- [TASK INSTRUCTIONS]
Each record below should be output verbatim, without pictures.

--- start of DATA TO PROCESS ---

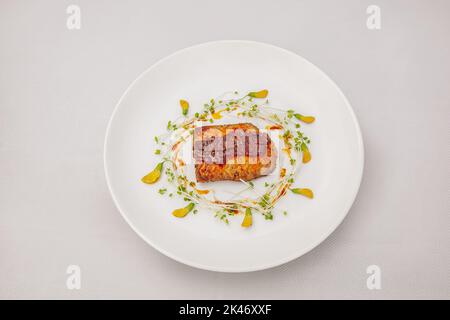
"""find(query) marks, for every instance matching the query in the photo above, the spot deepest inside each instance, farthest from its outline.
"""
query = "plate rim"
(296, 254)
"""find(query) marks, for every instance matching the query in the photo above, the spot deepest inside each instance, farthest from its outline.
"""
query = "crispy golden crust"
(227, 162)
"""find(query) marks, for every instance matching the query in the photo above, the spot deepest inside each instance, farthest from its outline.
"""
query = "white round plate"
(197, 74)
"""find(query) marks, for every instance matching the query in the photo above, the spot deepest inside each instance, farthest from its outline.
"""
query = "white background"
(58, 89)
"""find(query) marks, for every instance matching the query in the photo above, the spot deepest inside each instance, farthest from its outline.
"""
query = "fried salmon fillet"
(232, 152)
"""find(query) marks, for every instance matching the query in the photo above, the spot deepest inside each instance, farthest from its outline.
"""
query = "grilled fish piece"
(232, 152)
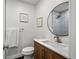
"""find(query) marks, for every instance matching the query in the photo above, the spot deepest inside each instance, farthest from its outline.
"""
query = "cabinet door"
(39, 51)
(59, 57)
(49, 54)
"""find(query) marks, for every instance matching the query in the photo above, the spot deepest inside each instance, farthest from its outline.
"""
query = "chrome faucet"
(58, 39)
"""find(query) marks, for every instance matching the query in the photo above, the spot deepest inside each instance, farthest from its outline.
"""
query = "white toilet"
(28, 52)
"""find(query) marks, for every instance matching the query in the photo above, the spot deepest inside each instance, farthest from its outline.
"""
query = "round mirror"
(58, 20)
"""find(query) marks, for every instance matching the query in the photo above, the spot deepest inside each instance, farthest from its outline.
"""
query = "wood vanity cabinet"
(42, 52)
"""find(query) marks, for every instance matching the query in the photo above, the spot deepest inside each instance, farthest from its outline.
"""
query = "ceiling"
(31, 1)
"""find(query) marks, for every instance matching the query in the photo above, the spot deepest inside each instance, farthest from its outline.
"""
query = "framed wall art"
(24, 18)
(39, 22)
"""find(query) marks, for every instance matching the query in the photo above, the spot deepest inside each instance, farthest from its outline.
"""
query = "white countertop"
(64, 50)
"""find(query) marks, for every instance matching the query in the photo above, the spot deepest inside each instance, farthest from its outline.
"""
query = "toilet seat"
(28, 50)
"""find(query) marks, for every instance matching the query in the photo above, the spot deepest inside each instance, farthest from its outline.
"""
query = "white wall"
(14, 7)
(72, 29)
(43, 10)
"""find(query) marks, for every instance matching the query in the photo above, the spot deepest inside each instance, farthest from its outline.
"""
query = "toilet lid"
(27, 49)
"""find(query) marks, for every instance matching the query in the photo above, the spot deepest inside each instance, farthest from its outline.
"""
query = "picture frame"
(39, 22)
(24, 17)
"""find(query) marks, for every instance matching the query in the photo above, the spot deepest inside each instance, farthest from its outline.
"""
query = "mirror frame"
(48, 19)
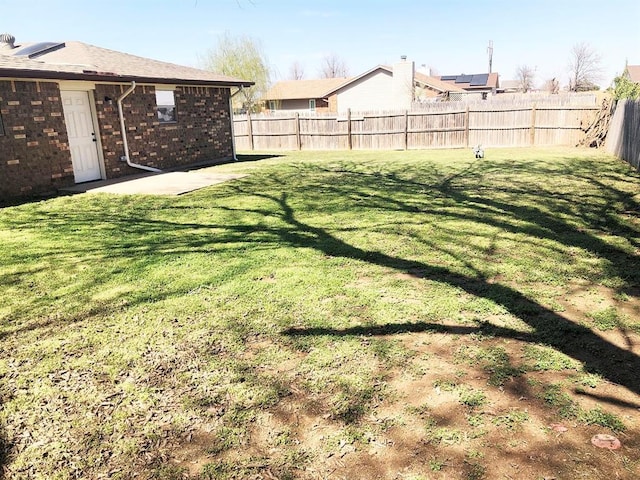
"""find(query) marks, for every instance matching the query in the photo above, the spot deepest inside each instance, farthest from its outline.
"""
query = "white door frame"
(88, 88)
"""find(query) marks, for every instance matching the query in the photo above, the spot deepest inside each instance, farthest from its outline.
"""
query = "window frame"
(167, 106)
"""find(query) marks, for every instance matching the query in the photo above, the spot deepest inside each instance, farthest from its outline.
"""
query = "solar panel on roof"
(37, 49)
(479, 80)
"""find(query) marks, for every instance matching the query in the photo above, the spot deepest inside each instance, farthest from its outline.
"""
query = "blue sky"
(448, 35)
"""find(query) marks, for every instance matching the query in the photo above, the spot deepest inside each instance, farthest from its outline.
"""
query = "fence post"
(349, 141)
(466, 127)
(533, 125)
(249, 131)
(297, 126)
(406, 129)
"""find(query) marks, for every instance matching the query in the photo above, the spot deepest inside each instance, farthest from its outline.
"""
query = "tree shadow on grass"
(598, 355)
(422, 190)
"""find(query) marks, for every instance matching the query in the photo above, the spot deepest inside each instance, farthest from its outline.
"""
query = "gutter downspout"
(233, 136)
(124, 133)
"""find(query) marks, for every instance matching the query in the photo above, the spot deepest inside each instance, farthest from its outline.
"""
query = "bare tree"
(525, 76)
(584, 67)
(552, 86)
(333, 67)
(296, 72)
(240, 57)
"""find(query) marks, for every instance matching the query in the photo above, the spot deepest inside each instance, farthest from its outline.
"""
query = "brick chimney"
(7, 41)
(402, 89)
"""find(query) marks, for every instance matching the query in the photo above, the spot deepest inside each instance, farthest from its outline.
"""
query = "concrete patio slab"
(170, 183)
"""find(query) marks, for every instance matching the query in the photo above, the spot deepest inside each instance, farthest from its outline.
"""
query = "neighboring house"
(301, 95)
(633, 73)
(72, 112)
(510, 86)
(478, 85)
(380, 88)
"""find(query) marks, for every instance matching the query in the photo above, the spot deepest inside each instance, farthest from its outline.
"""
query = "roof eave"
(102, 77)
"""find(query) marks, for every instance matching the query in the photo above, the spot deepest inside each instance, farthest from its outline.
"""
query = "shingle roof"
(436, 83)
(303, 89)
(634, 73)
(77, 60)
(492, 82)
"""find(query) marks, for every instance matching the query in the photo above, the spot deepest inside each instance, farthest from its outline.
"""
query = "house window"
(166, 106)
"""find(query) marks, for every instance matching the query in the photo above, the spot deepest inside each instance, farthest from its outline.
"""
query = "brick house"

--- end of DATA TO PROCESS ---

- [RESULT]
"""find(query) marks, for every instance matching the query in the photo above, the spot deepest inside each instance, farthest from its outline.
"""
query = "plate rim"
(296, 254)
"""find(query) marks, for every instance matching the query in the photo above, the spot deepest inside each instance, farthest from its outline.
"""
query = "crispy golden crust"
(227, 162)
"""find(query) marks, for every instance matching the query in the photo above, the spot deepest inside each instance, farthest from its outline.
"""
query = "white round plate"
(197, 74)
"""find(query) marks, for every instance matching the query in the photo above, the spot deepest inside each instance, farthest from its outline.
"""
query = "white background"
(58, 89)
"""find(query) marks, for every instance matching the query in the photo above, the spot deepest inside each instance, farthest from its outline.
"""
query = "fried salmon fillet"
(232, 152)
"""find(query) marks, for every instance matching the query in the photo above, the spot deepest inside each instance, farthest from its outline.
"""
query = "grilled fish piece"
(232, 152)
"""find(query) marks, for every instance matching the query in the photo above, the spot deepest inside each instance, farthest from its outline.
"""
query = "cabinet door"
(39, 51)
(59, 57)
(49, 54)
"""find(query) marks, for every instance matching the query in the photo above, the spot deepest inside each instance, farthest from its outline.
"""
query = "chrome faucet"
(58, 39)
"""find(query) marks, for every instance matching the query in the photo above, the spot deepest inside each instance, farthest from its outline.
"""
query = "white toilet"
(28, 52)
"""find(query) marks, for every instance matching the query in the photo above, the spot deepest inside each instance, farthest from its outline.
"""
query = "round mirror"
(58, 20)
"""find(query) marks, for every instance matching the query in the photo above, the spot deepest inside each instance, farthest from its outline.
"""
query = "wood vanity cabinet"
(42, 52)
"""find(query) marks, for every instance matching the query in the photo above, the spot deepest inside each instance, farthest from its outline.
"""
query = "ceiling"
(31, 1)
"""find(query) marks, for every instance matching the query in the photo above, the spot deepest inside each instance, farthest from its outline.
"""
query = "framed wall art"
(24, 18)
(39, 22)
"""find(query) marks, for every instance matching the query in the photo above, the spot deepest inside each instance, farthest from its outline.
"""
query = "white countertop"
(64, 50)
"""find(query) marks, for every instance matching the query in the photo above, the spot deepest inside each instance, farthest from its outline.
"""
query = "toilet seat"
(28, 50)
"""find(query) marks, for every instance matching the query in the photo above, the spot deepest inside each instance, farthest from its outline.
"""
query = "white wall"
(14, 7)
(72, 29)
(43, 10)
"""find(query) marks, for every instance matching the query in the photo above, the spot deepest inside each instance, farthest from its outline.
"""
query = "toilet lid"
(27, 49)
"""find(query) marks, for every instance matching the query in the photo above, the spot deepest inside each instance, farthest from its outline.
"""
query = "picture frame"
(39, 22)
(24, 17)
"""find(query) marks, for every instance matching the query in the photo above, the spot deepest inside each instance, farthest from its outline.
"""
query = "mirror frame"
(48, 19)
"""find(query) marks, for every instance matching the query in the photo above, the spot deepest inside each instance, farthest from its outline.
"""
query = "white door frame"
(88, 88)
"""find(query) marks, for every instance matching the query in the photo above, the spot deepest inside each instance, farthest from its outline.
"""
query = "window frame"
(167, 106)
"""find(query) marks, for every instance matching the query in the photo above, the spot deepest inside each instance, farthest from its outline.
"""
query = "solar panel on roof"
(37, 49)
(479, 80)
"""find(query) marks, for every instance matching the query in the photo above, the spot deepest inside each instance, farthest from its outline.
"""
query = "blue sky"
(448, 35)
"""find(query) marks, for every instance matching the query in the photo above, the spot deepest inside each instance, farthest from its outline.
"""
query = "fence post"
(349, 141)
(466, 127)
(533, 125)
(249, 131)
(297, 126)
(406, 129)
"""find(query) marks, for every instance matching the query in the photo above, the spot deepest inside each instance, farthest from its outline.
"""
query = "tree shadow on grass"
(598, 355)
(422, 190)
"""find(query) marks, for every instance matching the query in the photo above, the spot deepest inside each instance, farthest from its outline.
"""
query = "gutter downspout"
(233, 136)
(124, 133)
"""find(query) marks, for every instance matching the query in the photo above, the spot deepest inside each instance, farthest from its outline.
"""
query = "bare tree"
(525, 76)
(584, 67)
(552, 86)
(333, 67)
(296, 72)
(240, 57)
"""find(query) marks, for every instance matching the query in the photo above, the spot deepest inside each instance, farthest from its outline.
"""
query = "brick chimney"
(7, 41)
(402, 89)
"""find(query) marks, for every instance matching the query in the photo above, the spot deepest inside each instance, farthest from its outline.
"""
query = "concrete patio slab"
(170, 183)
"""find(query) marks, for every instance matching the query in the photo above, the spot deepest inside each instance, farthest from its outline.
"""
query = "neighboring house"
(301, 95)
(633, 73)
(72, 112)
(510, 86)
(478, 85)
(380, 88)
"""find(query) marks, for every instance matching the query in the photo above, the spot deepest inside each instance, farthest from its outline.
"""
query = "roof eave"
(102, 77)
"""find(query) marks, for every instance matching the query in the photo above, the spot deepest inside each instance, farthest from its outline.
"""
query = "shingle roof"
(436, 83)
(303, 89)
(634, 73)
(77, 60)
(492, 82)
"""find(query) marks, for every instance matching the query in the photo above, the spot deepest inside each instance, farthest from its outline.
"""
query = "house window"
(166, 106)
"""find(query) marks, for every instance matching the query in the photo above, the spot deepest inside each instance, farthest from its outline.
"""
query = "brick house"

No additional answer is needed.